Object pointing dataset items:

------------

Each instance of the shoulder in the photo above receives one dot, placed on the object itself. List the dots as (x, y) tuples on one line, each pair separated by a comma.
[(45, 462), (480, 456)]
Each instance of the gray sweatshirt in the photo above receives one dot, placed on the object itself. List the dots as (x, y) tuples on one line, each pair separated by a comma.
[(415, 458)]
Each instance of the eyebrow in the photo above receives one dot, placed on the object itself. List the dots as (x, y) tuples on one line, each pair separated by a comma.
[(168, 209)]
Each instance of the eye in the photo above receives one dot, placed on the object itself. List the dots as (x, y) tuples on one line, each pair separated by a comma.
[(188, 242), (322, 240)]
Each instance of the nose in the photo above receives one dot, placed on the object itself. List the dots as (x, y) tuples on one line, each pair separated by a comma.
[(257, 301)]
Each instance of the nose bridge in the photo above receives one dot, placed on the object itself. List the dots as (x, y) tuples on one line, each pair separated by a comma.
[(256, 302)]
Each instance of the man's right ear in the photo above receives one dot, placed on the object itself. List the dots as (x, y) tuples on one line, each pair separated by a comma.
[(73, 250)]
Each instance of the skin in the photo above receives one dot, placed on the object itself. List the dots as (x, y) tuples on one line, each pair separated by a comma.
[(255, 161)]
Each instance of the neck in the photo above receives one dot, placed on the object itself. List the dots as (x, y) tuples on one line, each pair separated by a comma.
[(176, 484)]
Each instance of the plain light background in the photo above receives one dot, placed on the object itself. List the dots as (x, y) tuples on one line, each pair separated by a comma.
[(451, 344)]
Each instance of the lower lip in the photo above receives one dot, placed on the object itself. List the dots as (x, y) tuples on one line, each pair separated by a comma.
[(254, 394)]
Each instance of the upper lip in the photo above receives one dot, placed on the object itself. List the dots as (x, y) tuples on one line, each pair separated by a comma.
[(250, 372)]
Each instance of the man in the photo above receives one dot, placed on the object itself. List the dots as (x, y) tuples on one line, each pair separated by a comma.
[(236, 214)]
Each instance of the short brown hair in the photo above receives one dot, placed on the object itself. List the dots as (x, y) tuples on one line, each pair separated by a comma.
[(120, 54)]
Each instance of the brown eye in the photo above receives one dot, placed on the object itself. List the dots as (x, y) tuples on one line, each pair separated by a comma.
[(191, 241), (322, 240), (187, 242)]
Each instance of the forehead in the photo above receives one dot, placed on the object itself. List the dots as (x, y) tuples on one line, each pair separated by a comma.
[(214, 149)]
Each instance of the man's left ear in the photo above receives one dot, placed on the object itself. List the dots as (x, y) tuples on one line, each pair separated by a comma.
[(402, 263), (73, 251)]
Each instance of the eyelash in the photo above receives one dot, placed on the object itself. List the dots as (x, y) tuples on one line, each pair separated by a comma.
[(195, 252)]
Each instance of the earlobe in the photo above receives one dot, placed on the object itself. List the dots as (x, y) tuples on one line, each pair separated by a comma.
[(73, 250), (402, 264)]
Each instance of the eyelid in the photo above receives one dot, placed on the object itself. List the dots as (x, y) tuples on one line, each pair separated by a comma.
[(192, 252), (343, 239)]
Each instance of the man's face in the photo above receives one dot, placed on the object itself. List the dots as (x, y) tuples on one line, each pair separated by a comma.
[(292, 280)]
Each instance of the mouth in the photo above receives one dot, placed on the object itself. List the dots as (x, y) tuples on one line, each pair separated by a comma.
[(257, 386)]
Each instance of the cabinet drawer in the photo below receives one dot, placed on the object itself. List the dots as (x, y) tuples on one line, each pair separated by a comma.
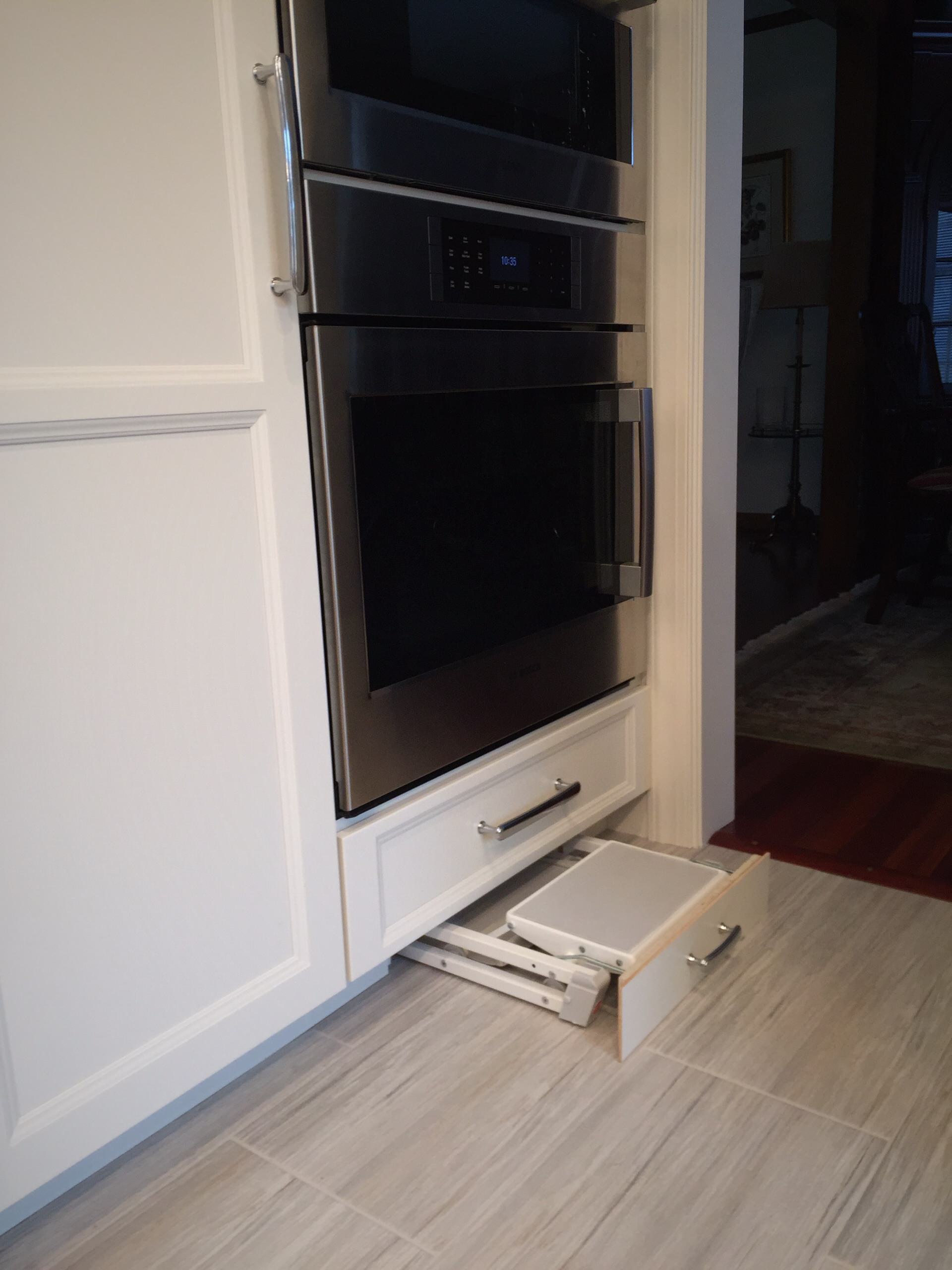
[(418, 863), (686, 948)]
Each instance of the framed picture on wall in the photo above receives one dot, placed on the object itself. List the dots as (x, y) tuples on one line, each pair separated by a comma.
[(765, 203)]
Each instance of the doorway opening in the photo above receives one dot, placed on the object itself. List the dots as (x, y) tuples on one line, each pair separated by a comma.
[(844, 480)]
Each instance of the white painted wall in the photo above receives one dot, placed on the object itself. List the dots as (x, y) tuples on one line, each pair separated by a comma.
[(790, 84), (169, 887)]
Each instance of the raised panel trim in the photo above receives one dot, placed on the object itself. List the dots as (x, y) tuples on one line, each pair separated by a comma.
[(255, 423), (249, 370), (134, 426), (368, 937)]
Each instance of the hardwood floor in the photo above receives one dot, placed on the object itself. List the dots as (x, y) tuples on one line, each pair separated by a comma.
[(795, 1113), (774, 583), (883, 822)]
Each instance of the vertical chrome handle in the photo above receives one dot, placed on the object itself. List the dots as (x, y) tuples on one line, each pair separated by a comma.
[(281, 70), (647, 501)]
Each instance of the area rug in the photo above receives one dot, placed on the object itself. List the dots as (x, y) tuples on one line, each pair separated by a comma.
[(838, 684)]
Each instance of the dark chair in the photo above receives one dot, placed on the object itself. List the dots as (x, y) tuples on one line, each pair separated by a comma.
[(912, 414)]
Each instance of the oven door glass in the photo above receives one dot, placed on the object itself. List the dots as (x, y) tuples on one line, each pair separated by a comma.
[(542, 69), (485, 517)]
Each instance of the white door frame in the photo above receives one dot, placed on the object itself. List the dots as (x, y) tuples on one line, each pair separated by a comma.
[(696, 65)]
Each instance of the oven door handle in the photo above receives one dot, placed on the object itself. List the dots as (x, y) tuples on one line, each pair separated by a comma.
[(291, 145), (633, 407), (565, 790), (647, 496)]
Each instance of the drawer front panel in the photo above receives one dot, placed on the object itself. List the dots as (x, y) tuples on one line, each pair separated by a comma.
[(419, 863), (652, 991)]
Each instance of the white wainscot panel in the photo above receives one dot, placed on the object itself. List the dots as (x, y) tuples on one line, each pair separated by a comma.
[(125, 239), (149, 882)]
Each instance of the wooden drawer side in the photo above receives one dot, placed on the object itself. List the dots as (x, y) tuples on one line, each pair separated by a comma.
[(422, 861)]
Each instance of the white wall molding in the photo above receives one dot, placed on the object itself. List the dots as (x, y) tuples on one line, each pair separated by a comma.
[(136, 426), (694, 251)]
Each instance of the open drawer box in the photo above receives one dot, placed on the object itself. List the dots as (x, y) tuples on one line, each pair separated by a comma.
[(604, 911)]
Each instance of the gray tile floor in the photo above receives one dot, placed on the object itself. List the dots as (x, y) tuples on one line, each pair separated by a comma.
[(794, 1114)]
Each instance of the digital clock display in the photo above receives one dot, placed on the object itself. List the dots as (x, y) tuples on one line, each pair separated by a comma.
[(508, 261)]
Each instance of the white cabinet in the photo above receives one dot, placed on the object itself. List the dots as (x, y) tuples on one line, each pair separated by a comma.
[(169, 892), (422, 860)]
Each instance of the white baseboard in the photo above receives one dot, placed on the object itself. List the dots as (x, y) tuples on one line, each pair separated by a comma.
[(79, 1173)]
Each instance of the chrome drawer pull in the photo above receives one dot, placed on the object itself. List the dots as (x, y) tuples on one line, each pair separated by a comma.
[(507, 827), (734, 931)]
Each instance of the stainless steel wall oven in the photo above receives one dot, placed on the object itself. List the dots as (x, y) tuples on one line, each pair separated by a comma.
[(483, 474), (480, 427)]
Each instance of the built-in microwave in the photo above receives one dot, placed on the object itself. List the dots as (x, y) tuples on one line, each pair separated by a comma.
[(521, 101)]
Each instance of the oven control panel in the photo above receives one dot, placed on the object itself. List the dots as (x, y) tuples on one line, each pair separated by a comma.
[(493, 264)]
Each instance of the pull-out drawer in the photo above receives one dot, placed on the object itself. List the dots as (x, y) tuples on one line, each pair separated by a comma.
[(422, 860), (642, 925)]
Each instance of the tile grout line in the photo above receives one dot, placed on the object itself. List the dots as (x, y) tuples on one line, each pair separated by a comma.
[(151, 1189), (777, 1098), (330, 1194)]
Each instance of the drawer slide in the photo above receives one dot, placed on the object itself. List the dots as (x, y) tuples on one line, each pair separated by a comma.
[(602, 912)]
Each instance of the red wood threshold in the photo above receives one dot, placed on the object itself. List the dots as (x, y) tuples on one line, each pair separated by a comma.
[(867, 818)]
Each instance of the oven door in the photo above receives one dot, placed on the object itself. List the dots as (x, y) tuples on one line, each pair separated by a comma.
[(524, 101), (484, 521)]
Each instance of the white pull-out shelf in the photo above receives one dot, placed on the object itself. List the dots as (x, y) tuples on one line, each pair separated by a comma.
[(560, 933)]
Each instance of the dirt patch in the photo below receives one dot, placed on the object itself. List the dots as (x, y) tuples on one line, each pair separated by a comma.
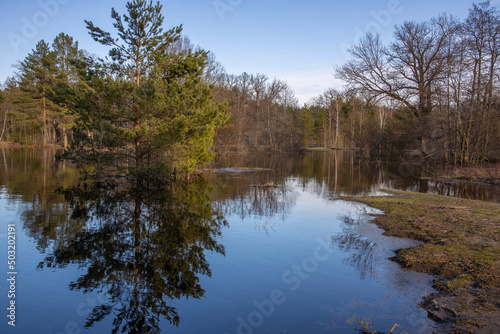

------------

→ **Problem description**
Rewrite everything from the first of the items down through the line containing "[(45, 462), (480, 456)]", changing "shoulder" to "elbow" and keeping all else the same. Give only those lines.

→ **Finished exercise**
Each instance of the elbow in the photo above receives one dot, placed on the object itself. List the dots as (x, y) tuples on one line, each pair separated by a comma.
[(45, 462), (480, 456)]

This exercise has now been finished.